- Data entries:
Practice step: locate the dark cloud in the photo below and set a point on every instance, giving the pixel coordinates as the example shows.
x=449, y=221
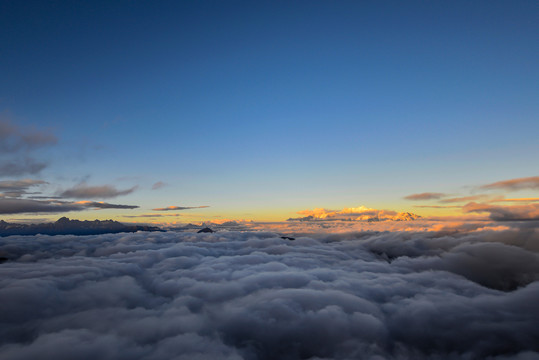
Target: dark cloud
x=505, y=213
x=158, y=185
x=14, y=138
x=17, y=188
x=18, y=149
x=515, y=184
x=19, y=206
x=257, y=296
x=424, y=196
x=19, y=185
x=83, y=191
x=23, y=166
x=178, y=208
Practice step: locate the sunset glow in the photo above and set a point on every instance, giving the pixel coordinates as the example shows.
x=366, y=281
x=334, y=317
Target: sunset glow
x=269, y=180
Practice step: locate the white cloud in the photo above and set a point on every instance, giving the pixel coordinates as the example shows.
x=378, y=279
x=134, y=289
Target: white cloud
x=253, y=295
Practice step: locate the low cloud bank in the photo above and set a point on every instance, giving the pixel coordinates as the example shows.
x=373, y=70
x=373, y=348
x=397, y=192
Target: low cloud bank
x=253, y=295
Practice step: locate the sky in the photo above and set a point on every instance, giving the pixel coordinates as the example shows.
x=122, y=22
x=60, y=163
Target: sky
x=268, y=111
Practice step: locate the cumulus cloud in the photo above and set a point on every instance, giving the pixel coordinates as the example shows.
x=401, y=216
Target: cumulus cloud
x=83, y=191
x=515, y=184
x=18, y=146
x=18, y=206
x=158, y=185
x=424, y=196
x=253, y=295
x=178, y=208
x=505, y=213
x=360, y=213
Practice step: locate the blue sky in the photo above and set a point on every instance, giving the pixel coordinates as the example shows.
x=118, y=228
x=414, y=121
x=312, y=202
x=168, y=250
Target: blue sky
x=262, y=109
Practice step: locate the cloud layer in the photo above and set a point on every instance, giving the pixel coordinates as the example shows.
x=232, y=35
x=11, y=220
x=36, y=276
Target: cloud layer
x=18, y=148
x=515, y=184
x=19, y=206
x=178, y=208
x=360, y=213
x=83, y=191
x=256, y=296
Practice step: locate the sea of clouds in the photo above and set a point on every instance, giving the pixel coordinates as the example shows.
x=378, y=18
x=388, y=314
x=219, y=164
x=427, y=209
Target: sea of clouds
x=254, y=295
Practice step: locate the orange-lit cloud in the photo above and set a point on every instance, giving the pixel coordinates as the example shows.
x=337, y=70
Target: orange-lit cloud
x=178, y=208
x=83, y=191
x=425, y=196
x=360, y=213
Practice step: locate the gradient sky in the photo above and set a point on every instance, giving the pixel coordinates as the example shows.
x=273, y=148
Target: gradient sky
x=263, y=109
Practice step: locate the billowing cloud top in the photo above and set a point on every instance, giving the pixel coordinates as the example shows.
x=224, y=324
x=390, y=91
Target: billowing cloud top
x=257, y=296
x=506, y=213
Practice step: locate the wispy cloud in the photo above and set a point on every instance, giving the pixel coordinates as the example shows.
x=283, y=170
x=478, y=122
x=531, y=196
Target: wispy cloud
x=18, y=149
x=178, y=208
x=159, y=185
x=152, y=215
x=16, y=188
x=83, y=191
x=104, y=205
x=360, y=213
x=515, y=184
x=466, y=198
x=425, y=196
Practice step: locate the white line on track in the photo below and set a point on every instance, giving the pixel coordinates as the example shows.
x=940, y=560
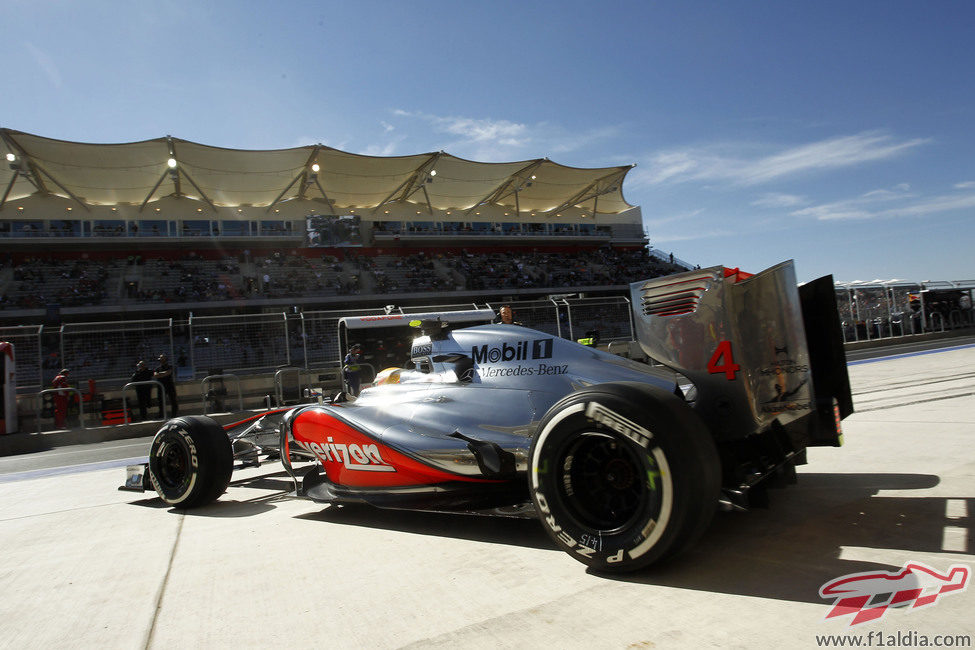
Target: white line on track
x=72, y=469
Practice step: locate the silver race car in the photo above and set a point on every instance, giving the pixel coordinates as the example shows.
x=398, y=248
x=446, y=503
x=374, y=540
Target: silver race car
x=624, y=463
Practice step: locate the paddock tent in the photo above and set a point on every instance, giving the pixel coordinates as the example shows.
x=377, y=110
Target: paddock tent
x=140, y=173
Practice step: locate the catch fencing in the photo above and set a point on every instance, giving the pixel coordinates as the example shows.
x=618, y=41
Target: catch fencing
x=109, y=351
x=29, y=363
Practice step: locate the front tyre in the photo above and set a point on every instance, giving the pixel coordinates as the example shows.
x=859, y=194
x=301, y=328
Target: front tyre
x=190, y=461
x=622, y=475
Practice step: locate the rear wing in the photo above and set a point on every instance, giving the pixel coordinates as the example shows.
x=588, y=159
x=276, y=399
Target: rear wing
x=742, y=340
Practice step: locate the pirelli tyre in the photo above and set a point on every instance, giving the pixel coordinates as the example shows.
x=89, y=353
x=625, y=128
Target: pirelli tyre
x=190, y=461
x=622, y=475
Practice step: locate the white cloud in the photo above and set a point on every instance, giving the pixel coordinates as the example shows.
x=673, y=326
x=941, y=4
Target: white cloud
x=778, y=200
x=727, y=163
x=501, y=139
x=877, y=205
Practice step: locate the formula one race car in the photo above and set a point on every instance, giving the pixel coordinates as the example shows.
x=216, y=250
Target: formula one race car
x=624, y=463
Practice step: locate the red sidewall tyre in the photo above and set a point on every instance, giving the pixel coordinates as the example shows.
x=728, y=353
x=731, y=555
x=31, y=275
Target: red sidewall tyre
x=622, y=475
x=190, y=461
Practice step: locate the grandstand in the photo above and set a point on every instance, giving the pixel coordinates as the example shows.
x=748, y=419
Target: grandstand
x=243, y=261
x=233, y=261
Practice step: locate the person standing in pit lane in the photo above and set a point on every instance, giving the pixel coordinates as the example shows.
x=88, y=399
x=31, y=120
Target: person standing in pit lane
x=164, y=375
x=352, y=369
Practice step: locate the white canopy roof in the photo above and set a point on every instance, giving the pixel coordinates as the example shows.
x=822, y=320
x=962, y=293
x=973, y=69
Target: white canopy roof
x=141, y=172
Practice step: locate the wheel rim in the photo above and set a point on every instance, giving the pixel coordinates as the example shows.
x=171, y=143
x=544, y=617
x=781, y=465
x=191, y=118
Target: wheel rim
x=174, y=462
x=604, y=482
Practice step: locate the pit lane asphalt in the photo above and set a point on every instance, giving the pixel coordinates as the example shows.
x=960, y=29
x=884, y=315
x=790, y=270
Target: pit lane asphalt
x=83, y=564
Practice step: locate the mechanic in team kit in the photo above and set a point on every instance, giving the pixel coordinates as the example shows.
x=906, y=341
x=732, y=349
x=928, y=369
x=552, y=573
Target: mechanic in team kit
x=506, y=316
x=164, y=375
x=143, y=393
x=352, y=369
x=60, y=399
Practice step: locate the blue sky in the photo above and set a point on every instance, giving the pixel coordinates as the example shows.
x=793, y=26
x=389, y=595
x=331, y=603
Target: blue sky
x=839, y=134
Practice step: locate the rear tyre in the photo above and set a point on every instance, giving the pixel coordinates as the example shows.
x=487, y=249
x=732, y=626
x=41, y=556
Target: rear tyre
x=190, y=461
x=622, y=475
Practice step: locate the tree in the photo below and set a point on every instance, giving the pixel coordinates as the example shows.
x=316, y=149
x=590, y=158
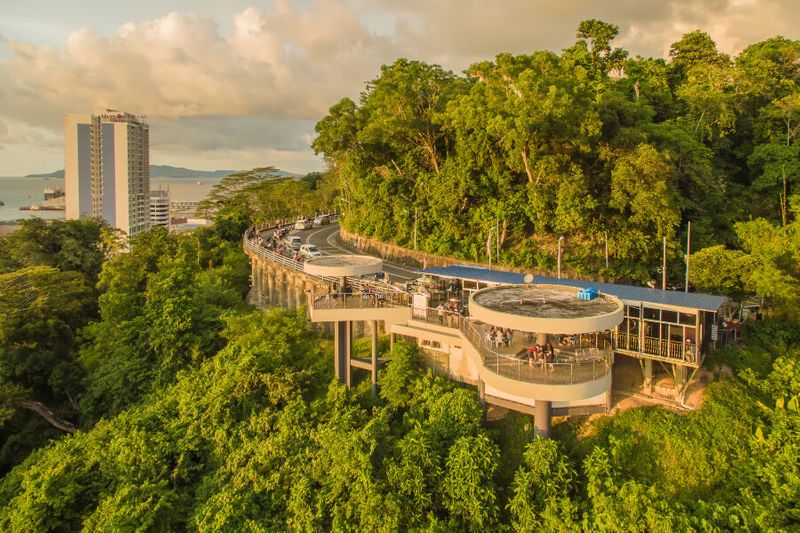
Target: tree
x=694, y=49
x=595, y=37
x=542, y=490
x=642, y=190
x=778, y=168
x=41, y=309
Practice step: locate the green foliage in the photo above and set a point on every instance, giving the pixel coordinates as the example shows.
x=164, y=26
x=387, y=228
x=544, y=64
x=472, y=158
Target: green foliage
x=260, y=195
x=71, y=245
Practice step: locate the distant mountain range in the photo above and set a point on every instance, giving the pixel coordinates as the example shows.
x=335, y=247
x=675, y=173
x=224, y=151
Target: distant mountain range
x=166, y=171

- Required task: Take the line that contains "Practice step: locate the white canopy" and every line after it to the end of the records above; quote them exactly, leaving out the pictures.

- Solution to this exercise:
Practice step: locate the white canopy roof in the photo above and set a point on every instance, giving the pixel coordinates as the example shows.
x=822, y=320
x=962, y=293
x=973, y=69
Target: white canopy roof
x=141, y=172
Practice step: locate the wheel rim in the photo above and set a point on every instance, giving the pixel coordinates as the example shows.
x=171, y=143
x=544, y=617
x=781, y=465
x=191, y=118
Target: wheel rim
x=174, y=462
x=604, y=482
Practice step: locate the pit lane asphalt in the photo above and set a point on every instance, giving the pixel coordinates as the example shows.
x=960, y=29
x=884, y=315
x=790, y=270
Target: pit lane asphalt
x=83, y=564
Practice step: locate the mechanic in team kit in the photo above and set a point on every instance, giving the pixel coordinates as the example shows.
x=906, y=341
x=732, y=349
x=928, y=369
x=552, y=573
Target: mechanic in team kit
x=506, y=316
x=164, y=375
x=143, y=393
x=352, y=369
x=60, y=399
Practice step: locate the blue sky in the photo above and set a point on every instance, giving the pixel coordinates as the example shows.
x=793, y=26
x=389, y=595
x=331, y=603
Target: blue sky
x=839, y=134
Practice step: locate the rear tyre in the photo above and set a point on every instance, giving the pixel coordinates as the example shows.
x=487, y=249
x=732, y=626
x=41, y=556
Target: rear tyre
x=190, y=461
x=622, y=475
Practice step: locate the tree in the photo below and set a point on every instance, giving the pixel coordinates as the example shows.
x=316, y=149
x=590, y=158
Target: tree
x=694, y=49
x=595, y=37
x=542, y=490
x=642, y=190
x=778, y=168
x=41, y=309
Practice step: locate the green foliage in the photo above and set a point on every instance, giving the pixel coordinates as the example shows.
x=164, y=26
x=387, y=228
x=544, y=64
x=472, y=158
Target: green foliage
x=260, y=195
x=71, y=245
Practice step: locate the distant mountain range in the photo above and set a point on every instance, giving the pixel coordinates as the example shows.
x=335, y=247
x=675, y=173
x=224, y=151
Target: distant mountain range
x=166, y=171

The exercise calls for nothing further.